REQUIREMENT –
Answer these questions about the text on event messages below:
1. What is the source information in the context data said to indicate?
2. In a batch process, what could append step, phase, batch, and/or recipe information to an event message generated by a controller?
3. Besides a serial manner, in what manner can context data be updated?

TEXT SHOWN –
Event messages can be alarms or based on some detected condition
such as a program overflow. After generation of the initial message
200, context data 210 can be added or provided as a supplement to
the original message 200. Some examples of the context data 210 are
illustrated at 220. These examples can include source information
indicating where the control component was executing at the time of
the original event message 200. Source provides more information
than just specifying a machine that generated a message. For
example, a code module executable on a machine controller may be
called by a plurality of other modules in a process. The code
module may be the originator of the event message 200 yet it may be
more relevant to know which other module actually called the code
module. Thus, appending source or process information as context
data 210 can facilitate troubleshooting and documenting the event
message 200 in a more precise/efficient manner.
[0026] Other context data examples 220 can include appending
information about the underlying code modules executing a given
process. This can include program information relating to the logic
or SFC that was involved in the message 200. Other examples 220
include step, recipe, batch, or phase information that can
similarly be appended to the event message 200 as context data 210.
For example, in a batch process, if a controller were to generate
the event message 200, a batch server coupled to the controller
could append step, phase, batch, and/or recipe related information
at 210 that was available at the time and/or after generation of
the event message 200. Another example 220 includes user
information that can be generated as context data 210. This can
include information relating to what users were accessing a machine
at the time or after an event message 200 was generated. This can
also include annotations that have been applied as context data
from one or more users as will be described in more detail
below.
[0027] FIG. 3 illustrates supplemental data being added to an event
message over the lifetime of the message. At 300, an initial alarm
or event message is generated by some component in a control
system. At 310, context data is updated for the event message by a
user or system. For example, the initial system that generated the
event message 300 may have annotated information at 310 relating to
the phase or batch process that was operational during or after the
event was generated. Similarly, a user who was operating the phase
or batch process may have their identification (e.g., name or
number) appended to the event message 300. In another example, the
user at 310 may be the first one in a chain of users or systems to
initially receive the event message 300. That user may then analyze
the relevant data that has been generated thus far, append more
data to the message at 310, and also indicate their identity at 310
for later system logging and analysis.
[0028] As shown, a subsequent system or user may append data to the
message 300 and this is illustrated at 320. Thus, as time goes by,
other users or systems can annotate context data such as at 320.
These context annotations can continue through a user or system N
illustrated at 330, where N is represented as an integer. It is to
be appreciated that context data can be updated in a concurrent
manner or a serial manner as illustrated at 310 through 330. For
example, the original message 300 may be generated and subsequently
annotated by a processor at 310. This message 300 may also alert a
plurality of other users or systems causing them to begin to
analyze the message event and context data 310, if any thus far.

INFORMATION SHOWN –
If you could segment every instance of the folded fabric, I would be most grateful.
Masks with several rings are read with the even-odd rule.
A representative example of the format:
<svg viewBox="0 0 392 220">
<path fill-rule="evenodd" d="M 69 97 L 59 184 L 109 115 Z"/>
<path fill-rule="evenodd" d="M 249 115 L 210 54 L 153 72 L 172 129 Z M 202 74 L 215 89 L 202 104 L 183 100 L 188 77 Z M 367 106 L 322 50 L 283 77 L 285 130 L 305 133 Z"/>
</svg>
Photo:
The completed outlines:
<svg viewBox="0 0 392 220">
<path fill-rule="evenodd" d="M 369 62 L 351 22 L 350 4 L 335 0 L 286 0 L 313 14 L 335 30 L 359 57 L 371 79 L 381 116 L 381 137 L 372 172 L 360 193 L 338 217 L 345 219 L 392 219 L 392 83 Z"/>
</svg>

--

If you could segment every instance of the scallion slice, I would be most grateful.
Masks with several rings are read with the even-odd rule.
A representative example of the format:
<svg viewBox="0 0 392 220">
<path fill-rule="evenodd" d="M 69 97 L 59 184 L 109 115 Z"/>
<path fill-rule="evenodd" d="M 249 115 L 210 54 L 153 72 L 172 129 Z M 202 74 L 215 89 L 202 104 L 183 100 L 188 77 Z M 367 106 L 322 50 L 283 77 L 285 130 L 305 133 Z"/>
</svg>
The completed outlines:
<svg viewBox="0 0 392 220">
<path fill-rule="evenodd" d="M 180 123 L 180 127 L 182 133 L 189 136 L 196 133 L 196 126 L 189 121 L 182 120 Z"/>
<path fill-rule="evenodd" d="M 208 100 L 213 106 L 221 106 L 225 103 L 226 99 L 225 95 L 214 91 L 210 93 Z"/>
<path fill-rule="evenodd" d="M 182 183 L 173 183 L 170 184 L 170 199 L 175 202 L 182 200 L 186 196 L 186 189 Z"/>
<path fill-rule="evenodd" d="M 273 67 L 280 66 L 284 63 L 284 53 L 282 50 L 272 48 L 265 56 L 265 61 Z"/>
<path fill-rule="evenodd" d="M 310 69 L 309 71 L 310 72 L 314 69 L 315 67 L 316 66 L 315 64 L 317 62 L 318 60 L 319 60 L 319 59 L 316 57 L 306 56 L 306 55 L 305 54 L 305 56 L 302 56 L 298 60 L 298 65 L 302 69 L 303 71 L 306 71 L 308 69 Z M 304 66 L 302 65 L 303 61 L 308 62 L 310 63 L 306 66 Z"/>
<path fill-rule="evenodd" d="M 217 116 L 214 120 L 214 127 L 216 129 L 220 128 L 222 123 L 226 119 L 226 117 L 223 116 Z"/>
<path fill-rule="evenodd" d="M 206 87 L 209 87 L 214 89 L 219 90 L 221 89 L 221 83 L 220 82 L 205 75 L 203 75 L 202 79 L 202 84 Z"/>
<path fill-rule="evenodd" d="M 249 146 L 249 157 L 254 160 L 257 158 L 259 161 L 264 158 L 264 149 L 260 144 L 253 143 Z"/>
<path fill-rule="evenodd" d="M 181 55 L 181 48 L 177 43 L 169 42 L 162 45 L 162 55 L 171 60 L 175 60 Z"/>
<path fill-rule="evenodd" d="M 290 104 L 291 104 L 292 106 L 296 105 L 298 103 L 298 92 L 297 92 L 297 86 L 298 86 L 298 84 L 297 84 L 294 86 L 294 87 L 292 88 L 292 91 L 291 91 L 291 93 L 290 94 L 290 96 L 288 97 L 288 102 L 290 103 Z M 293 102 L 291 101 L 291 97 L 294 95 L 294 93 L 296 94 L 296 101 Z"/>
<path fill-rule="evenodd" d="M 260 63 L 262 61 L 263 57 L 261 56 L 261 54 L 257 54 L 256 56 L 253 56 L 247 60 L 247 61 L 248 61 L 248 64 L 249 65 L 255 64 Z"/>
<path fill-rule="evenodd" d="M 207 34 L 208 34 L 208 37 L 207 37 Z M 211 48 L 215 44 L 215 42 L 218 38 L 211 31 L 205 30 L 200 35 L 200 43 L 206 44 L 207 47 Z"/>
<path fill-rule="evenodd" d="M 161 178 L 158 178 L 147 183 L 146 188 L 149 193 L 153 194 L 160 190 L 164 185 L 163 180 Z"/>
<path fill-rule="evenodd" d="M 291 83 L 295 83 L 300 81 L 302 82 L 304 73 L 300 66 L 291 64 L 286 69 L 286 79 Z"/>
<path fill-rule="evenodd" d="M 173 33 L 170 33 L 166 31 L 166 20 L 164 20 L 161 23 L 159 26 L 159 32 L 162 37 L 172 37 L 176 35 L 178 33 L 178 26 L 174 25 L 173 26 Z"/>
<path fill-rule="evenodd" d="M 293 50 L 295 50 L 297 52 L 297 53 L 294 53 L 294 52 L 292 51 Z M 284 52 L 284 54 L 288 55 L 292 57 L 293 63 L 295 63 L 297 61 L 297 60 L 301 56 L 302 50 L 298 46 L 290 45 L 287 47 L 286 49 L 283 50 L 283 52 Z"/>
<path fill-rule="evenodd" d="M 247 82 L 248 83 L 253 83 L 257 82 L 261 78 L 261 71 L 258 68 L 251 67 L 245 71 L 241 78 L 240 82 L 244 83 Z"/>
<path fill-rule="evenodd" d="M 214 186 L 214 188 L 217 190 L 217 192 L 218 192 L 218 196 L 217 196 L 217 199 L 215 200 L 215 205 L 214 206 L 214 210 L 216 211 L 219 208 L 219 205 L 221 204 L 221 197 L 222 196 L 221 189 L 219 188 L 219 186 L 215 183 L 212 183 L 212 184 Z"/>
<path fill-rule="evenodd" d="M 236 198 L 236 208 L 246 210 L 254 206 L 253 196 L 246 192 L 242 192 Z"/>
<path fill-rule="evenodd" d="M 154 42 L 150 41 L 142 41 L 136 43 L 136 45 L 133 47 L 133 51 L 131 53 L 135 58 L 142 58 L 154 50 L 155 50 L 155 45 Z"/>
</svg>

ANSWER FOR THIS EXERCISE –
1. Where the control component was executing at the time of the original event message.
2. A batch server coupled to the controller.
3. A concurrent manner.